Task. Extract the lines from the first one in the records below through the line containing "positive clicks: (42, 173)", keeping both ends and leaving out any pictures.

*** Records shown ***

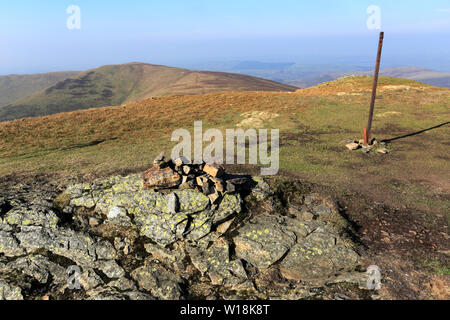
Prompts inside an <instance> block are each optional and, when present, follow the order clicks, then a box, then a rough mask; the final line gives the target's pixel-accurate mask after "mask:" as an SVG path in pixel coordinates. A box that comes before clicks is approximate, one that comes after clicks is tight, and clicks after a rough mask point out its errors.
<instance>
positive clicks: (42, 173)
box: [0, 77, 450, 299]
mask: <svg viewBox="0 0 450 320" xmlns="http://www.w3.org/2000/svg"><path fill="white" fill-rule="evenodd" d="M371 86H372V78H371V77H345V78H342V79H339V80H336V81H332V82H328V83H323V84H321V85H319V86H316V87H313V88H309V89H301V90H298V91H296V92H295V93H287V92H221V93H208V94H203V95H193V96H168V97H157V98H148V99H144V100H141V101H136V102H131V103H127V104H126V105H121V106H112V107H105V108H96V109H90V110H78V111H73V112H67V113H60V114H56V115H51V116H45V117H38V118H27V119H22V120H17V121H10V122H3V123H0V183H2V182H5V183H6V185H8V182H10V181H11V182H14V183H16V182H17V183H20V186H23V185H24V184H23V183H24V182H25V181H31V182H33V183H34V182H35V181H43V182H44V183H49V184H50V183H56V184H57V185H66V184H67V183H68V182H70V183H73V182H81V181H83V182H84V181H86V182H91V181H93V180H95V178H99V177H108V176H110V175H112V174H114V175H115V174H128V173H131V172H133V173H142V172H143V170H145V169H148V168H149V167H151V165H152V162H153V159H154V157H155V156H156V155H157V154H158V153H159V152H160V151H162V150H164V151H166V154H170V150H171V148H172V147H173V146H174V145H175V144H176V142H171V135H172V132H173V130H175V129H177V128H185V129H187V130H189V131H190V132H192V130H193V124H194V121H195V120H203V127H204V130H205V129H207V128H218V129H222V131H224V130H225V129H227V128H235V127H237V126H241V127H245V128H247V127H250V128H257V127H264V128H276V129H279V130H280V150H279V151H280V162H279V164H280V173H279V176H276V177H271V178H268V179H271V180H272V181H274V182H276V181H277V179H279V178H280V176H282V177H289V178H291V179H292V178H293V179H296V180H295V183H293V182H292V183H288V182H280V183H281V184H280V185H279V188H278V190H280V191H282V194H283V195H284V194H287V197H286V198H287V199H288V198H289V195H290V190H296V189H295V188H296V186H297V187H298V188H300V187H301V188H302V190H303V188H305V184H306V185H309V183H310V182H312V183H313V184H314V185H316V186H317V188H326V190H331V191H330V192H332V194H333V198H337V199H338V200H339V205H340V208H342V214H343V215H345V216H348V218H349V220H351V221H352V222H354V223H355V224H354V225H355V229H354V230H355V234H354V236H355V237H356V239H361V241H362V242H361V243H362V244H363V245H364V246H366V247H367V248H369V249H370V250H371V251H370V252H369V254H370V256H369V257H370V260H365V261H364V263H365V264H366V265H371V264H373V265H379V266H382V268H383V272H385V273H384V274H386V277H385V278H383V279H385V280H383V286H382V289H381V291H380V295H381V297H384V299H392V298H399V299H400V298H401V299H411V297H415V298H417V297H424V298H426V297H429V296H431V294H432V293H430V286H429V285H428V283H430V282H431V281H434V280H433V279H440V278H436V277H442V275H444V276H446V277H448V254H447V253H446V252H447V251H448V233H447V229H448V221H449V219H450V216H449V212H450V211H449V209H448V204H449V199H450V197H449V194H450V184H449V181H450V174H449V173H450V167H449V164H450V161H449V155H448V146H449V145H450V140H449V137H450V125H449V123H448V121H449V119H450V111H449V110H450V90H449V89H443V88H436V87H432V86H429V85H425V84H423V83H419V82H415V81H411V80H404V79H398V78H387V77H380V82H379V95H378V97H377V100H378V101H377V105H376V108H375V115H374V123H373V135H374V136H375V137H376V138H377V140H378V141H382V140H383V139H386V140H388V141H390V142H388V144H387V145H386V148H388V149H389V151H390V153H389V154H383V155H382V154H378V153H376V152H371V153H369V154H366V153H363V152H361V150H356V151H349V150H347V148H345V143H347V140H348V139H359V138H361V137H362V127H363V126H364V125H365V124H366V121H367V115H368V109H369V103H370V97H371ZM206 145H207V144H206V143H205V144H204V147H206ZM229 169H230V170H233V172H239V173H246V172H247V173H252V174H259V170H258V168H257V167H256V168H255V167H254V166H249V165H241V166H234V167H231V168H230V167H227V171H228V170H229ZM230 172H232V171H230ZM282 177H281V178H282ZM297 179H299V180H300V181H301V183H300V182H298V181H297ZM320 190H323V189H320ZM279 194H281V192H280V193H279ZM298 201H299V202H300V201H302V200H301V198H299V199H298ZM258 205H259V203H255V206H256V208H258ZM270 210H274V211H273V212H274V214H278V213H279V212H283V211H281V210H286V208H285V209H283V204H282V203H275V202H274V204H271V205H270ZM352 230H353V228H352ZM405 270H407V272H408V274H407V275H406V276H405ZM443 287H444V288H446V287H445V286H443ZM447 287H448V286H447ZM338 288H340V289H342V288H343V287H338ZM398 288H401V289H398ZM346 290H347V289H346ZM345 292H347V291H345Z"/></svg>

*** End of Records shown ***

Exercise solution.
Prompts inside an <instance> block are each optional and, when present, follow the order clicks, then a box, then a rough mask; the final line gives the target's pixel-accurate mask after "mask:" as an SVG path in pixel coordinates. A box that comes before clicks is approximate, one that comes after clicks is tight, and clicks after a rough mask point out its errors.
<instance>
positive clicks: (42, 173)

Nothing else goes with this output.